* Task objective *
The expected reply is all of the data, returned exactly.

- - - -

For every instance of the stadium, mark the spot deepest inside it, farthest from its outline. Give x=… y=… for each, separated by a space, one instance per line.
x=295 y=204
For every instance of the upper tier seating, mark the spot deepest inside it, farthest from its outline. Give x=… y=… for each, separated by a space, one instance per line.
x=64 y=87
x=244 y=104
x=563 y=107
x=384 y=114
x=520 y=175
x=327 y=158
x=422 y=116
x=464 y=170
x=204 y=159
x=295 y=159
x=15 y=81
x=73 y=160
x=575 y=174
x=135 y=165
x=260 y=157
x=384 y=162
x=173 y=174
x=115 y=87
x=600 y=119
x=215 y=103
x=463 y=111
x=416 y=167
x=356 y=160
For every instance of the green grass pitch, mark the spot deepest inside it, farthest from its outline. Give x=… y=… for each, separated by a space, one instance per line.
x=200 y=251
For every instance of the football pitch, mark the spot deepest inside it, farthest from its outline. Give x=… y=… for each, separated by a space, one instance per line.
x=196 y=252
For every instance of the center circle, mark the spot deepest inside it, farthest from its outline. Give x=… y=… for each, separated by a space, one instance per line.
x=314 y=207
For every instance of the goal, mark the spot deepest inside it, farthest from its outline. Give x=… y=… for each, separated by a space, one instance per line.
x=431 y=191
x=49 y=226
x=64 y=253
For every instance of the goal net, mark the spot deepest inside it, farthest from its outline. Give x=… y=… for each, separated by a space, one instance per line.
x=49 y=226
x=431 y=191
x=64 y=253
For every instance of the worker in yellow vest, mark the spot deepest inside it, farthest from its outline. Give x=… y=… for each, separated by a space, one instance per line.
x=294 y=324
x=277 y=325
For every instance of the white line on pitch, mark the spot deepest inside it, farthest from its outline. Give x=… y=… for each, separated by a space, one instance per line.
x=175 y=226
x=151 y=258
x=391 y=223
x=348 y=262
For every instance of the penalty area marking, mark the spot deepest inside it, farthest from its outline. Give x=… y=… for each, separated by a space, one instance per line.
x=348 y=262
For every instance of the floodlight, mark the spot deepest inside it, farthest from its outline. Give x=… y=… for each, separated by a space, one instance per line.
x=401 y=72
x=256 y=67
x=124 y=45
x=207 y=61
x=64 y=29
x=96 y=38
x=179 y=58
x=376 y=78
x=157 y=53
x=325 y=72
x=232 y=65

- - - -

* Reply *
For every instance of the stadium, mark the spot deepest inside it, farthest from its outline. Give x=… y=… for each, separated by a space, one instance per line.
x=295 y=204
For every instance of the upper tier seating, mark the spot deepest inside it, farthest from its outline. Give x=… y=… for each, separated by a space, one instance per line.
x=64 y=87
x=244 y=104
x=563 y=107
x=384 y=114
x=520 y=175
x=327 y=158
x=422 y=116
x=464 y=170
x=204 y=159
x=295 y=159
x=15 y=81
x=73 y=160
x=575 y=174
x=135 y=165
x=260 y=157
x=384 y=162
x=173 y=174
x=115 y=87
x=600 y=119
x=215 y=103
x=463 y=111
x=416 y=167
x=356 y=160
For every instance of the green grass pitch, mark the spot deepest inside it, farthest from its outline. Give x=… y=… for each, separated by a space, one instance per line.
x=200 y=251
For every instance of the football pitch, mark the spot deepest inside it, farthest from its outline. Give x=… y=… for each, separated by a space, one instance per line.
x=196 y=252
For every instance of the center circle, mark the spot deepest inside it, farthest from its outline. Give x=… y=… for each, separated by a space, one instance per line.
x=314 y=207
For every instance of the goal, mark the spot deepest inside it, farthest from its outline. Give x=… y=… for each, separated by a space, one instance per line.
x=431 y=191
x=49 y=226
x=64 y=253
For every instance of the goal net, mark the spot deepest inside it, farthest from its outline. Give x=… y=… for each, separated by a space, one instance per line.
x=49 y=226
x=431 y=191
x=64 y=253
For every instance of the worker in yellow vest, mark the spot deepest inside it, farthest from its outline. Give x=… y=… for each, separated by a space, one instance per line.
x=294 y=324
x=277 y=325
For every instance of the white line on pitch, mark the spot deepest inside it, farthest from its outline. Give x=… y=… for each, separated by a space, one instance per line.
x=175 y=226
x=151 y=258
x=391 y=223
x=348 y=262
For every instance of the penalty area marking, mark the spot deepest inside it, farthest from its outline. Give x=… y=… for each, separated by a space, one instance per line.
x=348 y=262
For every instance of the floodlight, mark the spot deepest inside it, farthest from its outline. Give x=… y=… for each, separated by a space, one instance per line.
x=401 y=72
x=256 y=67
x=124 y=45
x=207 y=61
x=64 y=29
x=96 y=38
x=179 y=58
x=376 y=78
x=157 y=53
x=325 y=72
x=232 y=65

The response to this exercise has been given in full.